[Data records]
::::::::
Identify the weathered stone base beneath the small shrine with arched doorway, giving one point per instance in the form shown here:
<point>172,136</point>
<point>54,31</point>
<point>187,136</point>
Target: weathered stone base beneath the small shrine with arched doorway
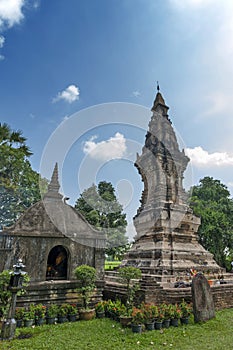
<point>57,292</point>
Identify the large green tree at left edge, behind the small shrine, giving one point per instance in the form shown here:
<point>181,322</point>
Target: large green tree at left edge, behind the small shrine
<point>19,183</point>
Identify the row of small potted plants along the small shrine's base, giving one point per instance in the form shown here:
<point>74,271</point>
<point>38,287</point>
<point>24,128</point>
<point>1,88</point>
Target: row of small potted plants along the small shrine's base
<point>39,314</point>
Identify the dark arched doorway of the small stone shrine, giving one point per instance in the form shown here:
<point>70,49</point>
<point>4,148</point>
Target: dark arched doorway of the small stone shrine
<point>57,263</point>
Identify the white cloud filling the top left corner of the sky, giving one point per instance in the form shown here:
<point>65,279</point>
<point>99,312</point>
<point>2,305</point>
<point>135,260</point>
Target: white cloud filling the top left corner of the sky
<point>11,12</point>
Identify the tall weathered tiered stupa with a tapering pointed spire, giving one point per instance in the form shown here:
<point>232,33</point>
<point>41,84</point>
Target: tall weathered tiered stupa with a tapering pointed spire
<point>167,241</point>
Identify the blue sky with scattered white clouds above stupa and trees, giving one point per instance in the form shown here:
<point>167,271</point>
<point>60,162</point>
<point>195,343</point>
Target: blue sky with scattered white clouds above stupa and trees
<point>60,57</point>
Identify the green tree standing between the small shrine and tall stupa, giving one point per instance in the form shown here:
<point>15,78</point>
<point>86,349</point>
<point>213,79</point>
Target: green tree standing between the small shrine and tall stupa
<point>100,207</point>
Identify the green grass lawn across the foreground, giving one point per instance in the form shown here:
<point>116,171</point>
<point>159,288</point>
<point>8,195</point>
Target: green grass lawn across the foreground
<point>106,334</point>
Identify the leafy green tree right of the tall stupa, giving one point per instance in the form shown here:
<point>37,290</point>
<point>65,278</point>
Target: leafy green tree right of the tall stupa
<point>211,201</point>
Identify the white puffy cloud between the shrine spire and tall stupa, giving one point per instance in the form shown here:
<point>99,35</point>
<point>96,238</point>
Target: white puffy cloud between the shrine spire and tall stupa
<point>114,147</point>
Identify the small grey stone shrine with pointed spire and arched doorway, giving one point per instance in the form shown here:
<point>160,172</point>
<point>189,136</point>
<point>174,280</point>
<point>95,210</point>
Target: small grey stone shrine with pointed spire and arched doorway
<point>52,239</point>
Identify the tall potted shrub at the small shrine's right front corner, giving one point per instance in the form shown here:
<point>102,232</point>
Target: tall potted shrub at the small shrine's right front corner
<point>86,275</point>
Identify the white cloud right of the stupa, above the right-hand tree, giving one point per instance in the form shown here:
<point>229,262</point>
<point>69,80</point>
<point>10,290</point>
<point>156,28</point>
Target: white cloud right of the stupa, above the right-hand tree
<point>201,158</point>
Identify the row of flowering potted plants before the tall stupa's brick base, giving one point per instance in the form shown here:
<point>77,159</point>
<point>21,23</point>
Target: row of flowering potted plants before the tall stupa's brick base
<point>149,315</point>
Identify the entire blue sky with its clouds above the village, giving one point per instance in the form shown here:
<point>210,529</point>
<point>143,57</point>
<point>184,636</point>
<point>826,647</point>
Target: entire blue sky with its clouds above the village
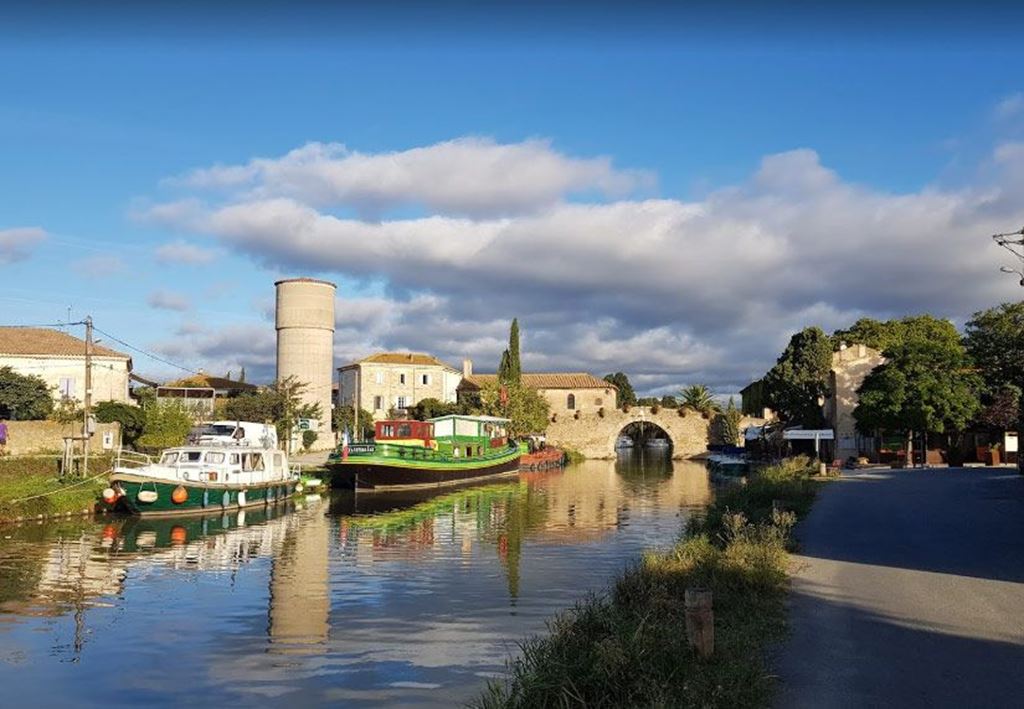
<point>98,121</point>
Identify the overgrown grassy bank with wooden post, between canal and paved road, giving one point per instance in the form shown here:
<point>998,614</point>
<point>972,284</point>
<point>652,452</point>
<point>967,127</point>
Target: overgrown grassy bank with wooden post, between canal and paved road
<point>629,647</point>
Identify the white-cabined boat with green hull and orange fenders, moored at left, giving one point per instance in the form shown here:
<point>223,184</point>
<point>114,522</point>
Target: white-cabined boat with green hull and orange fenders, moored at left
<point>201,479</point>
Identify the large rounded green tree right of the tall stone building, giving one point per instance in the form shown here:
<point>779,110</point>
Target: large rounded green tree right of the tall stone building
<point>925,386</point>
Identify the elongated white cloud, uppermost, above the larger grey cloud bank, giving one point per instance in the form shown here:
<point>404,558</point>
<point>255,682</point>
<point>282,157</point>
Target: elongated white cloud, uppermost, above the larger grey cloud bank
::::::::
Problem to work on: From the records above, return exactly the lines running from the one that contains "Target: white cloud right" down to the one that contains "Identify the white-cabined", both included, without any pictures.

Your response:
Target: white cloud right of the stupa, above the right-hand tree
<point>201,158</point>
Identify the row of flowering potted plants before the tall stupa's brick base, giving one point per instance in the form shown here:
<point>77,159</point>
<point>21,23</point>
Target: row of flowering potted plants before the tall stupa's brick base
<point>149,315</point>
Identify the entire blue sky with its clouds above the village, giving one point per instance in the form shown here:
<point>210,529</point>
<point>143,57</point>
<point>184,636</point>
<point>826,647</point>
Target: entire blue sky with its clouds above the village
<point>98,121</point>
Identify the overgrown grassy bank with wooden post, between canal and paved road, giving one point per instance in the form shown here:
<point>998,614</point>
<point>972,284</point>
<point>652,452</point>
<point>967,127</point>
Target: overgrown grassy bank with wooden post, between canal and paved road
<point>629,647</point>
Identify the white-cabined boat with green hull and orange fenders, moored at left, giving one point per instance in the form shown here:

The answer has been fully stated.